-------- Text excerpt --------

Friday, December 17, 2010

Parenting Artifacts: Hooters

Much like anthropologist Jane Goodall immersed herself into the world of the gorillas, Amanda and I are becoming a part of parent culture. Along the way, like all social scientists, we are discovering the many strange and unique tools specific to this exotic culture. Here is a sample of one of our preliminary findings.

I have never been to a Hooters restaurant.  My assumption has always been that it is a restaurant chain marketed as a more acceptable alternative to the strip clubs their customers would prefer to frequent.  Nudity is replaced with the tight and revealing Hooter’s uniform and lap dances are not on the menu, but I imagine these are small sacrifices for less social stigma, a full menu, and a familiar, friendly Applebees’ like atmosphere.  Plus, patrons can use the frequently heard excuse, "I only go to Hooters because they have the best 'wings'." Translate: wings are to Hooters as articles are to Playboy.

I have recently learned that my assumption about Hooters and their marketing was far from accurate.  Through a Facebook posting of an acquaintance, which included a photograph of her and her embarrassed, preteen son at Hooters, I discovered – to my surprise – that the restaurant actually markets itself as a family dining establishment.  There is a kid’s menu, and several of the restaurants have “Kid’s eat free!” days.  Perfect if you are sexist and cheap.

The Internet is full of photographs and written accounts of family (and school!) outings to Hooters.  My favorite is a blog entry by a father who used a trip to Hooters as a tool to measure his adolescent son’s emerging interest in the opposite sex, and whether or not the time had come for him and his son to have another talk about the birds and bees.  Though I question the appropriateness of using a restaurant whose name is a slang term as the best starting point for sex education (and next you put your wee-wee in her hoo-ha), I do admit there are many interesting discussions the restaurant can stimulate between a parent and child such as: the objectification of women, displays of masculinity, tackiness, and why there isn’t a restaurant named Dicks?


Amanda said...

-------- Data extract --------

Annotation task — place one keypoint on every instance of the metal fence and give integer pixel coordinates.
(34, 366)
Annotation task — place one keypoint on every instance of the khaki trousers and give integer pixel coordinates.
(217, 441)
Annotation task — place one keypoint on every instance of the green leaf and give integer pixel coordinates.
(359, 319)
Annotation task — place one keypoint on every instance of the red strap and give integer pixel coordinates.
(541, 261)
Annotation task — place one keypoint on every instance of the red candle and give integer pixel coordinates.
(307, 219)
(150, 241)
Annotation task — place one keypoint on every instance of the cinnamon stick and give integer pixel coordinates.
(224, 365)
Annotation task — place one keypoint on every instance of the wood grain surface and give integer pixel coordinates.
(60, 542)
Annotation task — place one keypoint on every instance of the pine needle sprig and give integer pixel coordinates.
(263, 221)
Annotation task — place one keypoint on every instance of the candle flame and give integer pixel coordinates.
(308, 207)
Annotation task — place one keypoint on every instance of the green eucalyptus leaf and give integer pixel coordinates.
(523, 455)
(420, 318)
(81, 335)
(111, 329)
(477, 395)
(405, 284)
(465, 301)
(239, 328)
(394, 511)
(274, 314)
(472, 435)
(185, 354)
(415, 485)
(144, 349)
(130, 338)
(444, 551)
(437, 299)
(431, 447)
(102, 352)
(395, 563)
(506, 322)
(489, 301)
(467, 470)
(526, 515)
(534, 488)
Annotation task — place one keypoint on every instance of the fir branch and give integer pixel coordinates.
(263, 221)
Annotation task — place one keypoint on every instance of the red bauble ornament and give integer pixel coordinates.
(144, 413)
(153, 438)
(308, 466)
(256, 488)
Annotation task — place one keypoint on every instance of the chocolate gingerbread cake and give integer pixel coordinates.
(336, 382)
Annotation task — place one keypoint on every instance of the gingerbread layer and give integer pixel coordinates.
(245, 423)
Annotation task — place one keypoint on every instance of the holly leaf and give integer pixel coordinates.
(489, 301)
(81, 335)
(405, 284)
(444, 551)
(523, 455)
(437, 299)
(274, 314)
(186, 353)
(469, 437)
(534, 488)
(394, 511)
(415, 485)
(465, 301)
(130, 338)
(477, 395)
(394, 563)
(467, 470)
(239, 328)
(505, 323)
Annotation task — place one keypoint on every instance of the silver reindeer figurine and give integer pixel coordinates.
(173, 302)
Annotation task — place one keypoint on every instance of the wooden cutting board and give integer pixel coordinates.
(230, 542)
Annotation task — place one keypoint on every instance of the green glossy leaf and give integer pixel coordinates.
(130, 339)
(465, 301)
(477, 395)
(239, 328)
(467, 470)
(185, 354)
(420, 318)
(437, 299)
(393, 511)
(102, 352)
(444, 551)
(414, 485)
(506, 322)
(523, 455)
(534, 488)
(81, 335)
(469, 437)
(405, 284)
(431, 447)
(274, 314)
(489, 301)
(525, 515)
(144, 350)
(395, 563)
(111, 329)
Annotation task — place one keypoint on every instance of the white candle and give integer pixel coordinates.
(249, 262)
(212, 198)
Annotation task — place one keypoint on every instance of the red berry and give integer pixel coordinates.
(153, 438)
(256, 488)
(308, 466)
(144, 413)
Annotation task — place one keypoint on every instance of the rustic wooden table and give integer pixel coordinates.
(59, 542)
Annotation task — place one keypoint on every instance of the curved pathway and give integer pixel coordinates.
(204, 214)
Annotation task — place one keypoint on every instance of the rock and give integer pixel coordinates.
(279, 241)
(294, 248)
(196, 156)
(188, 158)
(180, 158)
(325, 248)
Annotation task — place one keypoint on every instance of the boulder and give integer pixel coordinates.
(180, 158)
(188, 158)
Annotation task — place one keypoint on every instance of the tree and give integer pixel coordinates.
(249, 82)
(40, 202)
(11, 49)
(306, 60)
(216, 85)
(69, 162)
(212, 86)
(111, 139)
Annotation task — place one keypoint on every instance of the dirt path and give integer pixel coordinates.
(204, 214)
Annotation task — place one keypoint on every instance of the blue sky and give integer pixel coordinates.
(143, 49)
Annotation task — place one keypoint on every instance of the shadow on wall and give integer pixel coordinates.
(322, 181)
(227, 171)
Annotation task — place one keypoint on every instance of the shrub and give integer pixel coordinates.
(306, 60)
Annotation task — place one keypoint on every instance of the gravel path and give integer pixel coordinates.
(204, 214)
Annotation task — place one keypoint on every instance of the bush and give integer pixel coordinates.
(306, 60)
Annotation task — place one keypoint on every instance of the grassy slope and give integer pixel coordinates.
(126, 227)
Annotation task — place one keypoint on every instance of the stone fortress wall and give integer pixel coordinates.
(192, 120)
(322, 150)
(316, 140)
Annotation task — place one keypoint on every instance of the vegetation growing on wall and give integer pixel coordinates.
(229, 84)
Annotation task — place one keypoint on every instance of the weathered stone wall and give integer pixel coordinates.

--------

▸ **Stated exercise**
Transcribe the passage of the Hooters blog post from "Parenting Artifacts: Hooters" up to and including "our preliminary findings.". The records play no part in the work that comes next.

▸ **Written response**
Parenting Artifacts: Hooters

Much like anthropologist Jane Goodall immersed herself into the world of the gorillas, Amanda and I are becoming a part of parent culture. Along the way, like all social scientists, we are discovering the many strange and unique tools specific to this exotic culture. Here is a sample of one of our preliminary findings.